Exercise set:
(a) Answer each question from the film review, one answer a line:
(i) What rating, out of 4, does the review give?
(ii) Which film do the two hitmen discuss in the opening scene?
(iii) Which debut did the reviewer skip because it seemed like another Tarantino knock-off?
(b) Resume the review of Who Is Cletis Tout? after its last sentence, keeping its voice and subject.

Rating: 1 Star (out of 4)

'Who' Cares?

By Jeffrey M. Anderson

Buy Who is Cletis Tout? on DVD

Who Is Cletis Tout? opens with a pair of thugs -- dim-witted Italian hitmen -- sitting at a diner drinking coffee, eating pie and discussing Deliverance (1972). They want to know why, if you're going to have sex with a man, would you pick Ned Beatty and not Burt Reynolds? Sound familiar? Maybe a little like a Quentin Tarantino film? Well, that's pretty much how Who Is Cletis Tout? plays from the first scene to the last. I thought we'd entered the thick of the Tarantino knockoffs and had come out the other side. A slew of filmmakers picked up on Tarantino's violence and pop-culture references without gleaning the poetry or his brilliant use of non-information. Delivering half-witted copies, greedy distributors obliged them, thinking they were cashing in on Tarantino fever. Remember Truth or Consequences, N.M. or 8 Heads in a Duffel Bag or Things to Do in Denver When You're Dead or Albino Alligator or 2 Days in the Valley or Suicide Kings or Palookaville or Mad Dog Time? At one point, these films were so numerous, I even blew off seeing Wes Anderson's brilliant debut Bottle Rocket because it seemed like another Tarantino knock-off.

Data entries:
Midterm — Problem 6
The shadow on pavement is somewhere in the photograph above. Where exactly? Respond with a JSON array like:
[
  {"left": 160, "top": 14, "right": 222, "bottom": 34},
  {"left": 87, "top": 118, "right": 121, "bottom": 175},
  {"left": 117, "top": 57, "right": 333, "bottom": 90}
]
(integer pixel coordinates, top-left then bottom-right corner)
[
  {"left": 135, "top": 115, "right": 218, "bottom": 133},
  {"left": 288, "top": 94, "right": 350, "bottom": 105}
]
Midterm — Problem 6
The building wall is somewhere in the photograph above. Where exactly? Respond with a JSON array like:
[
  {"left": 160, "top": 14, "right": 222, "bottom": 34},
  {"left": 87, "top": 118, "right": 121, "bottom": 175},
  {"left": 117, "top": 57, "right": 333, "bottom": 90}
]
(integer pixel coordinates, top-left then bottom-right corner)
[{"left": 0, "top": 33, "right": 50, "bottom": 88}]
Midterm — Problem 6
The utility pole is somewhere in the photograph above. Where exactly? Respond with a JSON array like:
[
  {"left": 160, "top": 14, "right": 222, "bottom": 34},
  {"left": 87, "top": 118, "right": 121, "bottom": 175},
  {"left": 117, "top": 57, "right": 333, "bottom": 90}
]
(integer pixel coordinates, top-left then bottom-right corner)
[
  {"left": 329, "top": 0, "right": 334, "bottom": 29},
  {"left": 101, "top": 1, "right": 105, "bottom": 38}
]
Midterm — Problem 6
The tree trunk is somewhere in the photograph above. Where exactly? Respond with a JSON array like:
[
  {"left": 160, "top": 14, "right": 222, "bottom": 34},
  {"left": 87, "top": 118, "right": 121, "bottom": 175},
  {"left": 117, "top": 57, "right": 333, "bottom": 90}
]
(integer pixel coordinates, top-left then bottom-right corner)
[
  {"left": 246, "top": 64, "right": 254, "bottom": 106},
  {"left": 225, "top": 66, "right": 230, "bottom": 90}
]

Results for each task:
(a)
(i) 1 star
(ii) Deliverance (1972)
(iii) Wes Anderson's Bottle Rocket

(b)
But here we are again. And Who Is Cletis Tout? is so lazy, so pale an imitation, that it even has a hitman (played by Tim Allen) who quotes movie lines -- along with the date, title, and studio of the film in question -- at his prey before he shoots them. Believe me, it gets annoying fast. The plot has Christian Slater as a career criminal who escapes prison with a pal, a fiftysomething magician played by Richard Dreyfuss. The two assume new identities. Slater gets the moniker "Cletis Tout" -- which previously belonged to a recently deceased fellow who has a price on his head for videotaping a mobster murdering a hooker. Along with Dreyfuss' beautiful blond daughter (Portia de Rossi), our heroes plan to dig up a box of diamonds buried in a field three decades earlier. Unfortunately, the field is now inside a minimum-security prison. Slater tells the story in flashback while Allen points a gun at him. Allen, who plays Critical Jim, keeps explaining what the story needs to be a good movie. "It's near the end of the second act," he says, "You need some backstory on the girl." Critical Jim ruminates that movies aren't as good as they used to be. He's so right.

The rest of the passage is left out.